● **Action item**
All lines holding the string "blue" should be copied from the data below.

[Stored data]
————————

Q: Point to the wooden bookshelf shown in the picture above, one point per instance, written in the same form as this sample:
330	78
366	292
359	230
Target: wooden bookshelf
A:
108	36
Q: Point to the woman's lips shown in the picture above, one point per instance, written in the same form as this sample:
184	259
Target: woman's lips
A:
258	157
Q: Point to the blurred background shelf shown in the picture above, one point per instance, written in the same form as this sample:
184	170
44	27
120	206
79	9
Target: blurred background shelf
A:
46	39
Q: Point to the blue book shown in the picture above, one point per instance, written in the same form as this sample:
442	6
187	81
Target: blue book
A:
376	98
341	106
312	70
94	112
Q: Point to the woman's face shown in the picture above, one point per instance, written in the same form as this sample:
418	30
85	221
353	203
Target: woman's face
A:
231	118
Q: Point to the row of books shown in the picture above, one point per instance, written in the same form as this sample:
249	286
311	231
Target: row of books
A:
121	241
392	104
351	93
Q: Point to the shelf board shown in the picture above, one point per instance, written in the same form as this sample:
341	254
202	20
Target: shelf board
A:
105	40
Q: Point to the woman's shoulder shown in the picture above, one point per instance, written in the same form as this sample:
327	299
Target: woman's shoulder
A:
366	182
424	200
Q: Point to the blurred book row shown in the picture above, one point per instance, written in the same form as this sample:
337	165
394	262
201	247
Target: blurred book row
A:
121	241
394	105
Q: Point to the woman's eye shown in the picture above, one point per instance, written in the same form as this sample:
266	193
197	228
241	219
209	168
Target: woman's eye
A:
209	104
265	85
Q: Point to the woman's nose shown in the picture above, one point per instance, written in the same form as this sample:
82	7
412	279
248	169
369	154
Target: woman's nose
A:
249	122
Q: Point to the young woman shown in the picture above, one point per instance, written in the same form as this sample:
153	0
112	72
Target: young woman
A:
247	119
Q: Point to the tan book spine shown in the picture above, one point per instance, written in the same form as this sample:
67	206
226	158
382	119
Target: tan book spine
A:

————————

● **Result of this exercise**
Q: Point to the blue book shown in the picture above, one point per instance, written in the same form as this sample:
Target: blue book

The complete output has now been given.